**Consignes**.
**a)** Recopiez le passage de l'article sur Thomas Voeckler compris entre "Quand, au bout" et "dans le garde-manger.", ces deux extraits inclus.
**b)** Résumez en deux phrases l'article sur Thomas Voeckler.

SOUFFRANCES DU JEUNE VOECKLER
8.7.09
Après un début de semaine réservé par la jet-set, la victoire à Perpignan de Thomas Voeckler vient opportunément faire la réclame de la patience et du dénuement.
L’éternel Ti-Blanc du Tour 2004, dix fois porteur du maillot jaune, héros de la résistance, ayant tenu tête aux multinationales avec pour seule arme sa brioche, reste aujourd’hui encore la frimousse la plus populaire du peloton national et l’un de ses représentants les plus consistants.
Rien d'étonnant à cela.
Dans son coin, où l’on ne l’a jamais vu qu’à vélo, cet humble champion est un modèle pour tous. Les écoliers, le gendarme, les ambulanciers de l’Ouest, mais aussi le soleil, la pluie, et plus souvent, la grêle, aiment à l’accompagner quelques hectomètres sur la route de la Grimoire ou de la Génétouze, avant, hélàs, de devoir abandonner la partie face à sa persévérance. Car c’est un dur au mal. Un qui fabrique chacun de ses succès de ses propres mains, quand il n’est pas rare qu’il ait lui-même planté puis coupé les fleurs qu’on lui offre à l’arrivée, dans un pot qu’il a souvent lui-même cuit.
Son dopant ? Un morceau de bœuf ou de cheval enroulé dans du papier journal, que son épouse aura glissé dans sa musette la veille au soir; et, les jours fériés, un mouchoir imprégné de Viandox qu’il aura tout loisir d’inhaler au terme d’une série de sprints en côte, afin de récompenser les jambes et l’esprit. Ah ! On est loin des produits miracles des gars de la ville, avec leurs cheveux qui tiennent tout seuls, à coups de dieu sait quelle substance formule plus ! Loin des tripèdes des planètes Astana et Saxo, avec leurs couloirs de vent, leurs stratèges importés de la Nasa, et leurs plages de récupération de trois semaines.
Chez Thomas le brave, pas de jour de repos.
Quand, au bout de dix heures à rouler, la peine décline et fait place à un sentiment de bien-être, c’est qu’il est grand temps d’arrêter. Briquer la bécane dans la grange, puis se foutre au pieu avant le journal de 20 heures, avec, de préférence, trois cailloux dans l’estomac, pour ne pas être tenté de se relever dans la nuit croquer un bout de pain sec dans le garde-manger.

Éléments issus d'une collection

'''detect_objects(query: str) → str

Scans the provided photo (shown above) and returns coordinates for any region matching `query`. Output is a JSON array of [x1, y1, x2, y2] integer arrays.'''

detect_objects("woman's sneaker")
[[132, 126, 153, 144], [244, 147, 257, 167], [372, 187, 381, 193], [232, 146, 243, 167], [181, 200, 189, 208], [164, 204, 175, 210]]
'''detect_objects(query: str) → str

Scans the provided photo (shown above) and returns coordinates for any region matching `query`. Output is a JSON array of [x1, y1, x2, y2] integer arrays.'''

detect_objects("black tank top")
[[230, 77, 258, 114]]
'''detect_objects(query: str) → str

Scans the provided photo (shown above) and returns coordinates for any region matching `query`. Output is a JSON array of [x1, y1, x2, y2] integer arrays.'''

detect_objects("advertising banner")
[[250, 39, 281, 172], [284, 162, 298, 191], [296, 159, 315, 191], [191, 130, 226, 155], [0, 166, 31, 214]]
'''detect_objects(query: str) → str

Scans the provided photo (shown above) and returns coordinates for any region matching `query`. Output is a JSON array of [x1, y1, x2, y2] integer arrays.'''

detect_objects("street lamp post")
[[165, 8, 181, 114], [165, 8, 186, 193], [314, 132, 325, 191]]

**Corrigé**.
**a)**
Quand, au bout de dix heures à rouler, la peine décline et fait place à un sentiment de bien-être, c’est qu’il est grand temps d’arrêter. Briquer la bécane dans la grange, puis se foutre au pieu avant le journal de 20 heures, avec, de préférence, trois cailloux dans l’estomac, pour ne pas être tenté de se relever dans la nuit croquer un bout de pain sec dans le garde-manger.

**b)** Après un début de semaine réservé à la jet-set, la victoire de Thomas Voeckler à Perpignan vient faire la réclame de la patience et du dénuement d'un coureur qui reste la frimousse la plus populaire du peloton national. Dur au mal, il se contente d'un morceau de viande enroulé dans du papier journal, loin des produits miracles et des stratèges des équipes Astana et Saxo, et ne s'accorde aucun jour de repos.